Action item:
Leaving out the images, repeat all the lines below exactly.

____ Excerpted data

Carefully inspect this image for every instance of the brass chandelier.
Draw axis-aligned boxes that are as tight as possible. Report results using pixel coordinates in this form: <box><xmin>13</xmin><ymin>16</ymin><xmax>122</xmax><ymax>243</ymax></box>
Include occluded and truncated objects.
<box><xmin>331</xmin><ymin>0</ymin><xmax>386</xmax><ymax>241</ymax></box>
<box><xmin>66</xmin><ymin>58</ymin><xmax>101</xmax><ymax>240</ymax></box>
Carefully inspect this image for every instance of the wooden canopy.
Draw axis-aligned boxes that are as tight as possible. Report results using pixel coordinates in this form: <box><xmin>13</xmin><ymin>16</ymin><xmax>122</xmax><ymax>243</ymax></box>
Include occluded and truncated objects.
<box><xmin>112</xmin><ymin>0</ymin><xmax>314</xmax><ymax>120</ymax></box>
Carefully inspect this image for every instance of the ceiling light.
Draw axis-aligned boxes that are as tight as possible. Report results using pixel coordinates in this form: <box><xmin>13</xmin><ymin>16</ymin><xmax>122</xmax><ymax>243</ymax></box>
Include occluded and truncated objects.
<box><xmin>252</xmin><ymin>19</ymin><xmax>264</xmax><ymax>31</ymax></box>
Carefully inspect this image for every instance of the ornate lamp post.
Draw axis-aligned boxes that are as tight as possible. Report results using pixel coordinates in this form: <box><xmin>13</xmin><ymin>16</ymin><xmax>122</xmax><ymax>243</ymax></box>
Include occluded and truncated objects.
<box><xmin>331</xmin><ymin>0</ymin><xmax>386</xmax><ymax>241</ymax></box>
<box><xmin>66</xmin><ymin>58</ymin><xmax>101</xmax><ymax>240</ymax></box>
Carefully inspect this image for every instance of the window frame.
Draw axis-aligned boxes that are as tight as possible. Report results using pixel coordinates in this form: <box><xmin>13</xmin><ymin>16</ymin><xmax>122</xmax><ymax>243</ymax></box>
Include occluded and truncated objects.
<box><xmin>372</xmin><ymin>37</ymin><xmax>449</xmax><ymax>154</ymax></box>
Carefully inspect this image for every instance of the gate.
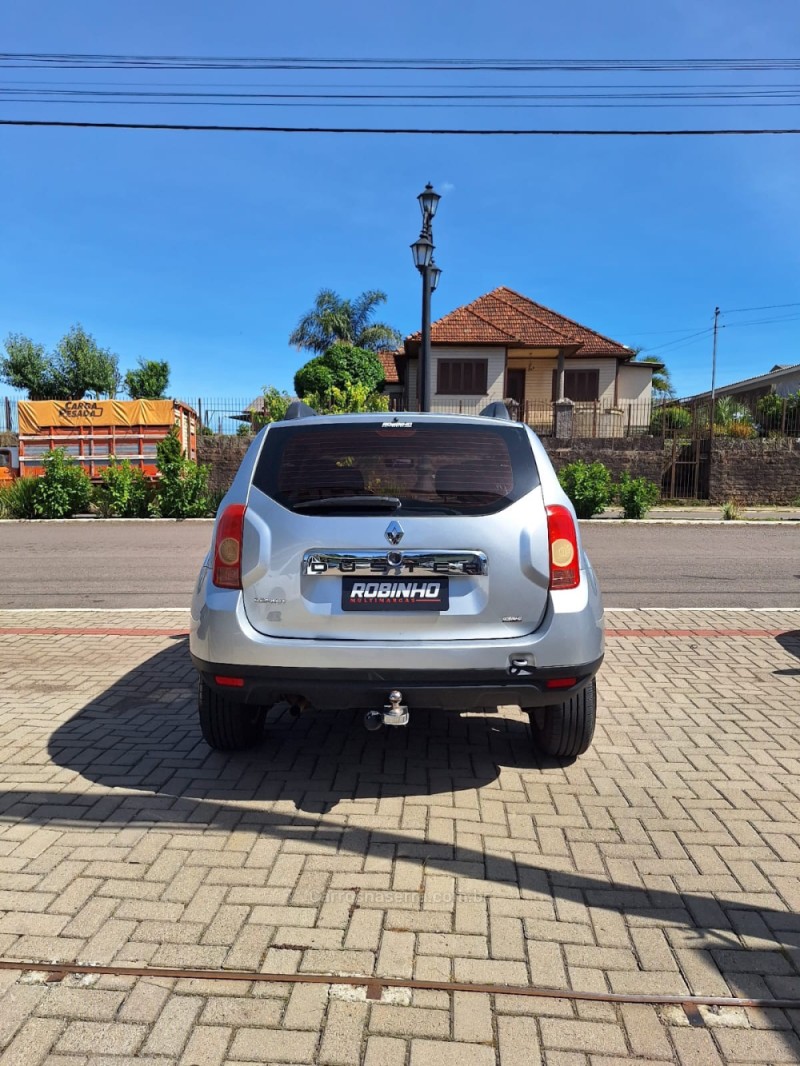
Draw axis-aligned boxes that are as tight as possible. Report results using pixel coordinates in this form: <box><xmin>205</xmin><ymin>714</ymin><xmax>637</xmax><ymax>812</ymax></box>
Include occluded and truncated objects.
<box><xmin>662</xmin><ymin>434</ymin><xmax>710</xmax><ymax>499</ymax></box>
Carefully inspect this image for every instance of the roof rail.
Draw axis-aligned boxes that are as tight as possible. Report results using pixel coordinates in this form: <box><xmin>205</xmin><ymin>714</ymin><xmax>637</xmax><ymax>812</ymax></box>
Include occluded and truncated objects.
<box><xmin>283</xmin><ymin>400</ymin><xmax>318</xmax><ymax>421</ymax></box>
<box><xmin>479</xmin><ymin>401</ymin><xmax>512</xmax><ymax>421</ymax></box>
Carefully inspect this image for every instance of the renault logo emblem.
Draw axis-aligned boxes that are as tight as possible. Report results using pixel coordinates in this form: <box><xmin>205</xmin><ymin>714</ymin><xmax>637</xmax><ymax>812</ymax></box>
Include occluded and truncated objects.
<box><xmin>385</xmin><ymin>520</ymin><xmax>404</xmax><ymax>545</ymax></box>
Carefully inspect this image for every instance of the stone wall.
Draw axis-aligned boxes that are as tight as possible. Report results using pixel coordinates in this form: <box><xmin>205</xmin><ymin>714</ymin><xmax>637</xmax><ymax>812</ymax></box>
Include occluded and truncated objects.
<box><xmin>198</xmin><ymin>435</ymin><xmax>252</xmax><ymax>496</ymax></box>
<box><xmin>708</xmin><ymin>438</ymin><xmax>800</xmax><ymax>505</ymax></box>
<box><xmin>0</xmin><ymin>432</ymin><xmax>18</xmax><ymax>449</ymax></box>
<box><xmin>198</xmin><ymin>431</ymin><xmax>800</xmax><ymax>505</ymax></box>
<box><xmin>542</xmin><ymin>436</ymin><xmax>664</xmax><ymax>485</ymax></box>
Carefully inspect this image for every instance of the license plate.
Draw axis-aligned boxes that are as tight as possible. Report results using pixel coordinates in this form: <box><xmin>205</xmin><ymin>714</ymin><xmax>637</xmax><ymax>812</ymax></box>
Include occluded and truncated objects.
<box><xmin>341</xmin><ymin>576</ymin><xmax>449</xmax><ymax>612</ymax></box>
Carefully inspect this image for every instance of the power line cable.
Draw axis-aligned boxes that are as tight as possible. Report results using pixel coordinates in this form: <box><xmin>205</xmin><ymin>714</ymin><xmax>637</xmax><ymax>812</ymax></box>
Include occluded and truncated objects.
<box><xmin>2</xmin><ymin>54</ymin><xmax>800</xmax><ymax>72</ymax></box>
<box><xmin>2</xmin><ymin>118</ymin><xmax>800</xmax><ymax>133</ymax></box>
<box><xmin>722</xmin><ymin>301</ymin><xmax>800</xmax><ymax>313</ymax></box>
<box><xmin>639</xmin><ymin>328</ymin><xmax>714</xmax><ymax>353</ymax></box>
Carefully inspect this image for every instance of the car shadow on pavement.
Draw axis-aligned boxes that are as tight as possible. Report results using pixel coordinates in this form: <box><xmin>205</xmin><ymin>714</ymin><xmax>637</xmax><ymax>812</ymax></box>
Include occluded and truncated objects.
<box><xmin>12</xmin><ymin>638</ymin><xmax>799</xmax><ymax>1027</ymax></box>
<box><xmin>775</xmin><ymin>630</ymin><xmax>800</xmax><ymax>675</ymax></box>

________

Written response:
Carefully inspect this image for every instance of the brass chandelier.
Draw axis-aligned boxes that are as tight as possible. Report results using pixel coordinates in this form: <box><xmin>13</xmin><ymin>16</ymin><xmax>122</xmax><ymax>243</ymax></box>
Include occluded and truncated objects.
<box><xmin>331</xmin><ymin>0</ymin><xmax>386</xmax><ymax>241</ymax></box>
<box><xmin>66</xmin><ymin>58</ymin><xmax>101</xmax><ymax>240</ymax></box>
Carefully inspect this image for every instance of the wooden canopy.
Draw axis-aligned boxes that are as tight as possible. Report results using pixel coordinates in this form: <box><xmin>13</xmin><ymin>16</ymin><xmax>122</xmax><ymax>243</ymax></box>
Include occluded and truncated objects.
<box><xmin>112</xmin><ymin>0</ymin><xmax>314</xmax><ymax>120</ymax></box>
Carefully inspect this image for every instance of the ceiling light.
Draw axis-aligned boxes that are as tight as possible. Report results using pixel coordinates in this form: <box><xmin>13</xmin><ymin>16</ymin><xmax>122</xmax><ymax>243</ymax></box>
Include occluded and truncated objects.
<box><xmin>252</xmin><ymin>19</ymin><xmax>264</xmax><ymax>31</ymax></box>
Carefully inspect this image for every instance of the ornate lamp post.
Draw axis-aligned boxes that are as tight as possible. Report results using pixel coordinates in this form: <box><xmin>13</xmin><ymin>16</ymin><xmax>122</xmax><ymax>243</ymax></box>
Include occluded and truncated objects.
<box><xmin>331</xmin><ymin>0</ymin><xmax>386</xmax><ymax>241</ymax></box>
<box><xmin>66</xmin><ymin>58</ymin><xmax>101</xmax><ymax>240</ymax></box>
Carefully inspect this image for every instance of the window frame.
Draw axis-aligned boxes that are as tight as possible. Report results using pixel coordinates in this form: <box><xmin>13</xmin><ymin>16</ymin><xmax>122</xmax><ymax>243</ymax></box>
Include occluded and truncated objects.
<box><xmin>372</xmin><ymin>37</ymin><xmax>449</xmax><ymax>154</ymax></box>
Carefully inspect this image for every instance of the gate.
Draw axis-aligned boxes that are as tight as possible. Report results using pixel coordinates in this form: <box><xmin>205</xmin><ymin>714</ymin><xmax>637</xmax><ymax>812</ymax></box>
Include occluded and truncated objects.
<box><xmin>662</xmin><ymin>434</ymin><xmax>710</xmax><ymax>499</ymax></box>
Carefully inspect this image for every instance of the roof rail.
Draw axis-aligned boxes that are as tight as possible. Report results using pixel coordinates in this form: <box><xmin>205</xmin><ymin>714</ymin><xmax>637</xmax><ymax>812</ymax></box>
Include occluded and truncated objects.
<box><xmin>283</xmin><ymin>400</ymin><xmax>318</xmax><ymax>421</ymax></box>
<box><xmin>479</xmin><ymin>401</ymin><xmax>512</xmax><ymax>421</ymax></box>
Carefully inspect this image for every instance of the renault logo emblem.
Draw axis-aligned boxes that are as tight as possible. Report results using pixel coordinates in this form: <box><xmin>205</xmin><ymin>714</ymin><xmax>637</xmax><ymax>812</ymax></box>
Include occluded and truncated objects.
<box><xmin>385</xmin><ymin>520</ymin><xmax>404</xmax><ymax>545</ymax></box>
Carefully inspect this image for every instance of the stone wall.
Draw axis-aligned boxes that are as tight as possible. Report results using pixel coordinates in this form: <box><xmin>205</xmin><ymin>714</ymin><xmax>637</xmax><ymax>812</ymax></box>
Include occluded and truncated objects.
<box><xmin>198</xmin><ymin>435</ymin><xmax>252</xmax><ymax>496</ymax></box>
<box><xmin>708</xmin><ymin>438</ymin><xmax>800</xmax><ymax>505</ymax></box>
<box><xmin>0</xmin><ymin>432</ymin><xmax>18</xmax><ymax>449</ymax></box>
<box><xmin>198</xmin><ymin>431</ymin><xmax>800</xmax><ymax>505</ymax></box>
<box><xmin>542</xmin><ymin>436</ymin><xmax>664</xmax><ymax>485</ymax></box>
Carefully inspect this image for every instance of the license plate.
Draw axis-aligned boxes that are as tight as possible. Report results using pixel coordinates in this form: <box><xmin>205</xmin><ymin>714</ymin><xmax>637</xmax><ymax>812</ymax></box>
Include occluded and truncated objects.
<box><xmin>341</xmin><ymin>576</ymin><xmax>449</xmax><ymax>612</ymax></box>
Carefully inspect this image for every instance of the power line cable.
Draw axis-aligned boxes that are as tight as possible. Report results using pixel coordinates in this form: <box><xmin>205</xmin><ymin>714</ymin><xmax>637</xmax><ymax>812</ymax></box>
Include occluded and truncated objects.
<box><xmin>2</xmin><ymin>54</ymin><xmax>800</xmax><ymax>72</ymax></box>
<box><xmin>2</xmin><ymin>118</ymin><xmax>800</xmax><ymax>133</ymax></box>
<box><xmin>722</xmin><ymin>301</ymin><xmax>800</xmax><ymax>313</ymax></box>
<box><xmin>639</xmin><ymin>328</ymin><xmax>714</xmax><ymax>353</ymax></box>
Carefully inspect this image for every instance of the car shadow on pavement.
Draw axis-aligned boxes that are as tight as possible. Report results using pixel coordinates in this form: <box><xmin>205</xmin><ymin>714</ymin><xmax>637</xmax><ymax>812</ymax></box>
Include occluded and truncated objects.
<box><xmin>12</xmin><ymin>638</ymin><xmax>799</xmax><ymax>1027</ymax></box>
<box><xmin>775</xmin><ymin>630</ymin><xmax>800</xmax><ymax>675</ymax></box>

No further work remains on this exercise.